▶ Görev tanımı:
Kayıtlardaki bütün satırları, istekler de dahil, yanıtlardaki nokta koordinatlarının her sayısını 119 artırarak kaydırıp yeniden yazar mısın? İsteklerdeki sayılar ve biçim örnekleri olduğu gibi kalsın.

(Kaydedilmiş veriler)
+ + + + +
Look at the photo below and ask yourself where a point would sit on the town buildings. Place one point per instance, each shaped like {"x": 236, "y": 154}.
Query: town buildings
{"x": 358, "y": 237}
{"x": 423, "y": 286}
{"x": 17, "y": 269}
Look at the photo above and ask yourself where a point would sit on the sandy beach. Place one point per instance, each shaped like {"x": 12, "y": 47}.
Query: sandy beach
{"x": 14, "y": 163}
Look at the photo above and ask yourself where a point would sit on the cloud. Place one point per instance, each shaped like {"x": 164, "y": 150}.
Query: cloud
+ + + + +
▶ Görev yanıtı:
Look at the photo below and ask yourself where a point would sit on the town buildings. Place one point per instance, each shaped like {"x": 236, "y": 154}.
Query: town buildings
{"x": 477, "y": 356}
{"x": 542, "y": 405}
{"x": 136, "y": 388}
Look at the photo above and ask yourself where a point would sit on the sandy beach. Place one point per instance, each shaped like {"x": 12, "y": 47}.
Query: sandy beach
{"x": 133, "y": 282}
Look at the photo above and ask yourself where a point would sit on the cloud. Place one point per instance, each shaped like {"x": 164, "y": 150}.
Query: cloud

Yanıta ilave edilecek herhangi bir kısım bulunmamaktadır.